## WHAT TO DO
1 - Quote the passage of the abstract on amyloid angiopathy inflammation that opens with the words containing "Course of cerebral" and closes with "CAA-associated vascular inflammation.".
2 - Extend the abstract on amyloid angiopathy inflammation, starting after its last sentence.

+++ SELECTED PASSAGE +++

Course of cerebral amyloid angiopathy–related inflammation

C. Kinnecom, MS, M. H. Lev, MD, L. Wendell, MS, E. E. Smith, MD, J. Rosand, MD, MSc, M. P. Frosch, MD, PhD and S. M. Greenberg, MD, PhD

From the Hemorrhagic Stroke Research Program (C.K., L.W., E.E.S., J.R., S.M.G.), Department of Neurology, Department of Radiology (M.H.L.), and C.S. Kubik Laboratory of Neuropathology (M.P.F.), Massachusetts General Hospital, Boston.

Address correspondence and reprint requests to Dr Greenberg, MGH Stroke Research Center, 55 Fruit St., CPZ 175, Suite 300, Boston, MA 02114 sgreenberg{at}partners.org

Background: A subset of patients with cerebral amyloid angiopathy (CAA) present with cognitive symptoms, seizures, headaches, T2-hyperintense MRI lesions, and neuropathologic evidence of CAA-associated vascular inflammation.

Objective: To analyze the risk factors, diagnostic characteristics, and long-term course of this disorder.

+++ RECORDED INFORMATION +++

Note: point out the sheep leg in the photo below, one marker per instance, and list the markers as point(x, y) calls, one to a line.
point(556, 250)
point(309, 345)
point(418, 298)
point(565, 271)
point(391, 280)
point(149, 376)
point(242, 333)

+++
+++ RECORDED INFORMATION +++

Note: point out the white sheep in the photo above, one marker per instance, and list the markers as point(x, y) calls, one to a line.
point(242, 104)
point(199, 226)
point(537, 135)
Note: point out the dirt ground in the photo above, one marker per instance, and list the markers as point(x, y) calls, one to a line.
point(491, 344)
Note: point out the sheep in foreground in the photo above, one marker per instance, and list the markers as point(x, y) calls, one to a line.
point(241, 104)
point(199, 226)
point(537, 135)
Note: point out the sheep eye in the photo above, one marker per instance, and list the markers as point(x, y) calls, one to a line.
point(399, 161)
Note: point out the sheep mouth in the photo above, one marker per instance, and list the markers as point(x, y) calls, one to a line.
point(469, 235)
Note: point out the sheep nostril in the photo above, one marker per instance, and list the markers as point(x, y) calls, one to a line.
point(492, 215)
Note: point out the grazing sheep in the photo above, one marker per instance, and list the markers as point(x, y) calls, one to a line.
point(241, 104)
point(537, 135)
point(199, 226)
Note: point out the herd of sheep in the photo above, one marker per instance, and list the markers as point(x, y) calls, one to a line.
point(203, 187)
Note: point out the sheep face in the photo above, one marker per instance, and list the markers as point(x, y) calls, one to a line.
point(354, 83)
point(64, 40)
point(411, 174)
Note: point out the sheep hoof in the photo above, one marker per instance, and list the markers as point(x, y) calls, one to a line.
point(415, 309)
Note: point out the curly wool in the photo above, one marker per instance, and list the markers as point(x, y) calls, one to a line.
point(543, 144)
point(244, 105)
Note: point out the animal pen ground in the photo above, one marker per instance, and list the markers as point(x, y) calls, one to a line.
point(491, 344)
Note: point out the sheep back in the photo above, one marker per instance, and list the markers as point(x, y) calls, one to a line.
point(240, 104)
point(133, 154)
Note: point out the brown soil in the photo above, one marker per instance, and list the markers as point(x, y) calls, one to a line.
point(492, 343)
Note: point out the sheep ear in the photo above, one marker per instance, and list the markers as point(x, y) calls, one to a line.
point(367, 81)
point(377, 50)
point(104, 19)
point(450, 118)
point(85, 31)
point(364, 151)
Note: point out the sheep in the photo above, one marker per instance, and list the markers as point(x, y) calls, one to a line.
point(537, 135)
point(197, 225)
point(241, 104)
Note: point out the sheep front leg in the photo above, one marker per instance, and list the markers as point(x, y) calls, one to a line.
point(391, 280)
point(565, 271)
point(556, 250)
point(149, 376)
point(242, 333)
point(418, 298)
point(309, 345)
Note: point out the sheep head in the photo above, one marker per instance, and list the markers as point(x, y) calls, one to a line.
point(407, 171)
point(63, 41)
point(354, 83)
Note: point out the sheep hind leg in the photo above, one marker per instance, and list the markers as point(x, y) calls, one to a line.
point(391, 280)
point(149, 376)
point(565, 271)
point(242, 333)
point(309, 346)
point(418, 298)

+++
+++ RECORDED INFORMATION +++

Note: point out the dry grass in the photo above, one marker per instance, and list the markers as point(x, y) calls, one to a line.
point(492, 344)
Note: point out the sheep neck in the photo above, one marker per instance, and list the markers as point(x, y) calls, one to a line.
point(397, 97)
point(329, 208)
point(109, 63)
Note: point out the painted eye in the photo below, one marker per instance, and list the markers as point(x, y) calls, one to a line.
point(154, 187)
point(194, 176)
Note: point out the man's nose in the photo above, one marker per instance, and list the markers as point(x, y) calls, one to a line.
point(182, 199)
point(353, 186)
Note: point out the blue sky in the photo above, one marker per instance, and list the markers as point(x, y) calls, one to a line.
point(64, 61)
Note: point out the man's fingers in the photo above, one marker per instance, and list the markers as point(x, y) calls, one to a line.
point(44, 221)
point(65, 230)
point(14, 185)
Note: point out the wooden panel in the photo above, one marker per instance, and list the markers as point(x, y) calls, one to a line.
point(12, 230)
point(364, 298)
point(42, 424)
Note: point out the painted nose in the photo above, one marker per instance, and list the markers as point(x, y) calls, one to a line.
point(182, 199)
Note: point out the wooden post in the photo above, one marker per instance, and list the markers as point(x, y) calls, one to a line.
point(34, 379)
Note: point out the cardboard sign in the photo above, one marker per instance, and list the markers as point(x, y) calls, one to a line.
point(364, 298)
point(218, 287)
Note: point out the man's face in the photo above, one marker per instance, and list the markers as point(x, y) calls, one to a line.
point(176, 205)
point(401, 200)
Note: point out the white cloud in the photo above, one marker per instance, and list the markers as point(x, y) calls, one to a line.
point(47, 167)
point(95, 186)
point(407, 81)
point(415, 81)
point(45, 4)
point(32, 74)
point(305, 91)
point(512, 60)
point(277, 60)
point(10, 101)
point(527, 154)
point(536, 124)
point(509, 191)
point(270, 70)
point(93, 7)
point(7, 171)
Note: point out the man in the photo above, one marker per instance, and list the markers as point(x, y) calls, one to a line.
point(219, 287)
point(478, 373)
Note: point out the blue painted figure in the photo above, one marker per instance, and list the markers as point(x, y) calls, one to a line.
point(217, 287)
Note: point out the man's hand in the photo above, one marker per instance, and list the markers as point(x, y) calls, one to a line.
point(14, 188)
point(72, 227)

+++

## RESULTS FOR THE EXERCISE
1 -
Course of cerebral amyloid angiopathy–related inflammation

C. Kinnecom, MS, M. H. Lev, MD, L. Wendell, MS, E. E. Smith, MD, J. Rosand, MD, MSc, M. P. Frosch, MD, PhD and S. M. Greenberg, MD, PhD

From the Hemorrhagic Stroke Research Program (C.K., L.W., E.E.S., J.R., S.M.G.), Department of Neurology, Department of Radiology (M.H.L.), and C.S. Kubik Laboratory of Neuropathology (M.P.F.), Massachusetts General Hospital, Boston.

Address correspondence and reprint requests to Dr Greenberg, MGH Stroke Research Center, 55 Fruit St., CPZ 175, Suite 300, Boston, MA 02114 sgreenberg{at}partners.org

Background: A subset of patients with cerebral amyloid angiopathy (CAA) present with cognitive symptoms, seizures, headaches, T2-hyperintense MRI lesions, and neuropathologic evidence of CAA-associated vascular inflammation.

2 -
Methods: We assessed 14 consecutive patients with pathologically diagnosed CAA-related inflammation, 12 with available neuroimaging and follow-up data. Patients were evaluated for MRI appearance, APOE genotype, and clinical course over a 46.8 ± 29.1-month follow-up.

Results: Baseline MRI scans were characterized by asymmetric T2-hyperintense lesions extending to the subcortical white matter and occasionally the overlying gray matter, with signal properties suggesting vasogenic edema. Subjects could be divided into three groups based on response to immunosuppressive treatment: monophasic improvement (7/12), initial improvement followed by symptomatic relapse (3/12), and no evident response to treatment (2/12). The volume of MRI hyperintensities correlated with the severity of clinical symptoms. One patient experienced symptomatic intracerebral hemorrhage within a region of recurrent MRI hyperintensity. The APOE {varepsilon}4/{varepsilon}4 genotype was strongly associated with CAA-related inflammation, present in 76.9% (10/13) of subjects vs 5.1% (2/39) with symptomatic but noninflammatory CAA (p < 0.0001).

Conclusion: Cerebral amyloid angiopathy–related inflammation represents a clinically, pathologically, radiographically, and genetically distinct disease subtype with implications for clinical practice and ongoing immunotherapeutic approaches to Alzheimer disease.


Received September 7, 2006. Accepted in final form December 22, 2006.

Disclosure: The authors report no conflicts of interest.